THE TASK: Using the entries below, quote exactly the span of lines that begins with the line containing "Target: shadow on grass" and ends with the final line.

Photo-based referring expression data

******************************

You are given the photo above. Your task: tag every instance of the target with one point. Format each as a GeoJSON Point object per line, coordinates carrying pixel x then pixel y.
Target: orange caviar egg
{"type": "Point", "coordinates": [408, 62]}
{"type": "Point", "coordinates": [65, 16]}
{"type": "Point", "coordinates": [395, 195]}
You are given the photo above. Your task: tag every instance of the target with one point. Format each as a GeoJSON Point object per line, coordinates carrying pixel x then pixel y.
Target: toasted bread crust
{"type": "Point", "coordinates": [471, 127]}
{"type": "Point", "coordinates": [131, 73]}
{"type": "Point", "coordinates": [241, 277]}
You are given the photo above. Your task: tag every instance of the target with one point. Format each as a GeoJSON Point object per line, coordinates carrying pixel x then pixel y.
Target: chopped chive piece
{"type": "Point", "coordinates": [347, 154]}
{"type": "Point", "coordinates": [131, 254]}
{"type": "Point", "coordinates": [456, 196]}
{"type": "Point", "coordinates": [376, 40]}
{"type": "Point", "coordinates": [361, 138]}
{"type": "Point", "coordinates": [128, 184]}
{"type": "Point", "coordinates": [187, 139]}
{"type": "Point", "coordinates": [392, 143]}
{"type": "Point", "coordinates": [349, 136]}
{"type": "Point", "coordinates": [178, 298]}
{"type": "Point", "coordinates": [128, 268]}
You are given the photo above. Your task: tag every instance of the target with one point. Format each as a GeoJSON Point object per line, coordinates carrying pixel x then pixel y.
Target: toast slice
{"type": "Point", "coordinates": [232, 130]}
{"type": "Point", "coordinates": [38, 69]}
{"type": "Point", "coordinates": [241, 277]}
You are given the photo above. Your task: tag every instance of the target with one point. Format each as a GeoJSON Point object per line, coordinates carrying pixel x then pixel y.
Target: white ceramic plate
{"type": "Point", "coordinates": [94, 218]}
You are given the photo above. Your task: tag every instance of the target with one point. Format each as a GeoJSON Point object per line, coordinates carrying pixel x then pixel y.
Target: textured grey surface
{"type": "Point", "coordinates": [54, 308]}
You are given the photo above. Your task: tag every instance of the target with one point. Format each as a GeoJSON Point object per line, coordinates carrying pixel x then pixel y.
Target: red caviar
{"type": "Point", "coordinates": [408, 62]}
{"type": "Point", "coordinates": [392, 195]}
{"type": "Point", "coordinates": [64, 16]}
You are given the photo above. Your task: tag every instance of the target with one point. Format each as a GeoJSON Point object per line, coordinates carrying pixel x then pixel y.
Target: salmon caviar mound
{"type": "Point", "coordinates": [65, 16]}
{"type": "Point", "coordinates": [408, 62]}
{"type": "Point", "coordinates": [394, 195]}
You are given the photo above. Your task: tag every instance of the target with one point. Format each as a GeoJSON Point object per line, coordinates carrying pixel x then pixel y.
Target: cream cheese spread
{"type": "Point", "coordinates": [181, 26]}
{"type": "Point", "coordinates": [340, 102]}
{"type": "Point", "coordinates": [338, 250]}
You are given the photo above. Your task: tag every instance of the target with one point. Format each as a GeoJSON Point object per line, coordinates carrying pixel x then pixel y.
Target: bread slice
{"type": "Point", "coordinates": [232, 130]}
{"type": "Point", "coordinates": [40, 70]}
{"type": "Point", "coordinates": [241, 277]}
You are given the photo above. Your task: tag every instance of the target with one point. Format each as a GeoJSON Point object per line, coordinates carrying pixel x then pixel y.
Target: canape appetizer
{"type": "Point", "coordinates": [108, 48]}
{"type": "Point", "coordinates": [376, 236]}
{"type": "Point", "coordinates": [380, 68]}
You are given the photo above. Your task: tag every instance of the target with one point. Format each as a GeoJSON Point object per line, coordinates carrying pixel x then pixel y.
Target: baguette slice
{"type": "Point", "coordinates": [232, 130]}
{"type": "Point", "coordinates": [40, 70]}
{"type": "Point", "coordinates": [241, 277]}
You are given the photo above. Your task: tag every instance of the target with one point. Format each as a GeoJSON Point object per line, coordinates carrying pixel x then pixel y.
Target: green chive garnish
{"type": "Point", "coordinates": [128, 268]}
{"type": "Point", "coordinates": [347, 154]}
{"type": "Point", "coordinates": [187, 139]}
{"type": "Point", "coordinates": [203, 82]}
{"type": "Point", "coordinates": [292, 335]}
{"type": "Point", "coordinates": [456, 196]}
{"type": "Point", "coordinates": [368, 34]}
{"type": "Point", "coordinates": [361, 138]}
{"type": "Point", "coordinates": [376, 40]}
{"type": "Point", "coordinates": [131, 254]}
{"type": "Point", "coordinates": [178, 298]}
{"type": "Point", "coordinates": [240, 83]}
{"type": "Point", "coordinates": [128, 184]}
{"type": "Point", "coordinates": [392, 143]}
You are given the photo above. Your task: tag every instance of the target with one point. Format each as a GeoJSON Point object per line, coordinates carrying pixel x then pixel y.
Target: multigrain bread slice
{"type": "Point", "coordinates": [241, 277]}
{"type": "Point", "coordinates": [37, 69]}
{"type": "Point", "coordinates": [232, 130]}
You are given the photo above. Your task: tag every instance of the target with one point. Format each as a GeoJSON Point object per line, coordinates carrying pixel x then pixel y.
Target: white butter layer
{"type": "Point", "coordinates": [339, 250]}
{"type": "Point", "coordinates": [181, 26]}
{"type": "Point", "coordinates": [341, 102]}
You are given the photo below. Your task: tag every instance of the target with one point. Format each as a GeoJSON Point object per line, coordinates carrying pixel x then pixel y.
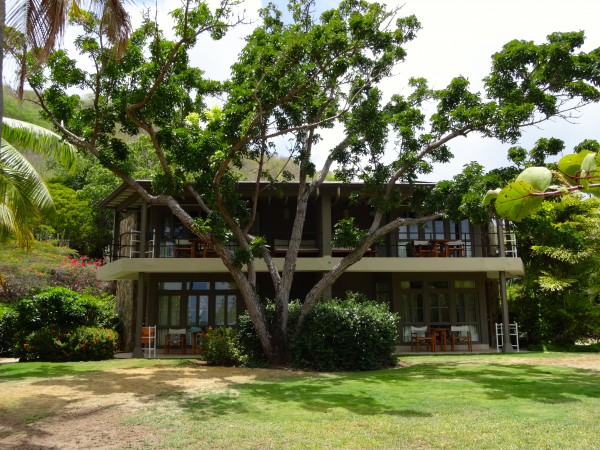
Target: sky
{"type": "Point", "coordinates": [457, 37]}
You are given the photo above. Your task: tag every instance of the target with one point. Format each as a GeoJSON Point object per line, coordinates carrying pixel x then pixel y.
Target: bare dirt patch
{"type": "Point", "coordinates": [88, 410]}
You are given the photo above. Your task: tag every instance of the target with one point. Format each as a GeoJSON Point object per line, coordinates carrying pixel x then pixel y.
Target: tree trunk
{"type": "Point", "coordinates": [2, 23]}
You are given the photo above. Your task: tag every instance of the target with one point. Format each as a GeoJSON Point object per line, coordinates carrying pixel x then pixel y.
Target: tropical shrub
{"type": "Point", "coordinates": [248, 339]}
{"type": "Point", "coordinates": [220, 347]}
{"type": "Point", "coordinates": [7, 329]}
{"type": "Point", "coordinates": [79, 275]}
{"type": "Point", "coordinates": [60, 325]}
{"type": "Point", "coordinates": [79, 344]}
{"type": "Point", "coordinates": [350, 334]}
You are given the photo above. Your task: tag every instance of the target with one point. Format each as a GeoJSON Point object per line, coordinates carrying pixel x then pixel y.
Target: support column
{"type": "Point", "coordinates": [507, 344]}
{"type": "Point", "coordinates": [139, 317]}
{"type": "Point", "coordinates": [325, 225]}
{"type": "Point", "coordinates": [116, 236]}
{"type": "Point", "coordinates": [143, 228]}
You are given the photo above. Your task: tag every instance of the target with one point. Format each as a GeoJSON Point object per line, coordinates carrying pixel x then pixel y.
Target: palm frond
{"type": "Point", "coordinates": [39, 139]}
{"type": "Point", "coordinates": [24, 197]}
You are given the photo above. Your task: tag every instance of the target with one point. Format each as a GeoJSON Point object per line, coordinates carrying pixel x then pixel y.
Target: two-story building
{"type": "Point", "coordinates": [441, 273]}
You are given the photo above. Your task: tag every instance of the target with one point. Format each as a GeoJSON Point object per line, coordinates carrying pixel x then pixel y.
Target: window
{"type": "Point", "coordinates": [169, 310]}
{"type": "Point", "coordinates": [226, 310]}
{"type": "Point", "coordinates": [382, 292]}
{"type": "Point", "coordinates": [196, 303]}
{"type": "Point", "coordinates": [413, 308]}
{"type": "Point", "coordinates": [439, 308]}
{"type": "Point", "coordinates": [439, 302]}
{"type": "Point", "coordinates": [197, 312]}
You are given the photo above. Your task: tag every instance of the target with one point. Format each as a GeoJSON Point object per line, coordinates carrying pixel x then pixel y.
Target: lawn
{"type": "Point", "coordinates": [447, 401]}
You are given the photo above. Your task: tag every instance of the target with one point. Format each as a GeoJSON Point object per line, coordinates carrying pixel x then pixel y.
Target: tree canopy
{"type": "Point", "coordinates": [293, 79]}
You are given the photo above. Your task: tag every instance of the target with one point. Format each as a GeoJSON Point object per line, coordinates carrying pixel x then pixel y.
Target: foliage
{"type": "Point", "coordinates": [23, 196]}
{"type": "Point", "coordinates": [63, 311]}
{"type": "Point", "coordinates": [7, 330]}
{"type": "Point", "coordinates": [558, 299]}
{"type": "Point", "coordinates": [80, 275]}
{"type": "Point", "coordinates": [298, 75]}
{"type": "Point", "coordinates": [23, 271]}
{"type": "Point", "coordinates": [78, 344]}
{"type": "Point", "coordinates": [349, 334]}
{"type": "Point", "coordinates": [576, 172]}
{"type": "Point", "coordinates": [25, 110]}
{"type": "Point", "coordinates": [248, 339]}
{"type": "Point", "coordinates": [220, 347]}
{"type": "Point", "coordinates": [74, 220]}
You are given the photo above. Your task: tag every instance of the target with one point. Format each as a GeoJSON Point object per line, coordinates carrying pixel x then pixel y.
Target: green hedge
{"type": "Point", "coordinates": [351, 334]}
{"type": "Point", "coordinates": [339, 335]}
{"type": "Point", "coordinates": [79, 344]}
{"type": "Point", "coordinates": [248, 339]}
{"type": "Point", "coordinates": [58, 324]}
{"type": "Point", "coordinates": [220, 347]}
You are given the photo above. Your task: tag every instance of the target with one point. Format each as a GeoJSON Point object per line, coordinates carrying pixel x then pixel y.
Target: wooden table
{"type": "Point", "coordinates": [440, 247]}
{"type": "Point", "coordinates": [442, 333]}
{"type": "Point", "coordinates": [205, 249]}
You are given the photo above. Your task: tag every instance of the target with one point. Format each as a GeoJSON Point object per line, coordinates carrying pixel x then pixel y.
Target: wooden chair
{"type": "Point", "coordinates": [149, 341]}
{"type": "Point", "coordinates": [460, 335]}
{"type": "Point", "coordinates": [423, 248]}
{"type": "Point", "coordinates": [420, 336]}
{"type": "Point", "coordinates": [455, 248]}
{"type": "Point", "coordinates": [175, 338]}
{"type": "Point", "coordinates": [183, 249]}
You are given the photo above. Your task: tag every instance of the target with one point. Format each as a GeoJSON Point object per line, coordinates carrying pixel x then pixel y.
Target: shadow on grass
{"type": "Point", "coordinates": [240, 390]}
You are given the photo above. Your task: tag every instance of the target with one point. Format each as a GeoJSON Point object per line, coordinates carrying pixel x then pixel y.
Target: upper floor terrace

******************************

SOLVED EXERCISE:
Target: shadow on grass
{"type": "Point", "coordinates": [240, 390]}
You are given the photo above. Your task: tag every instance of the target with one point. Format each as a GeoJSON Point object per line, coordinates carrying pixel x then pixel y.
Target: upper floor terrace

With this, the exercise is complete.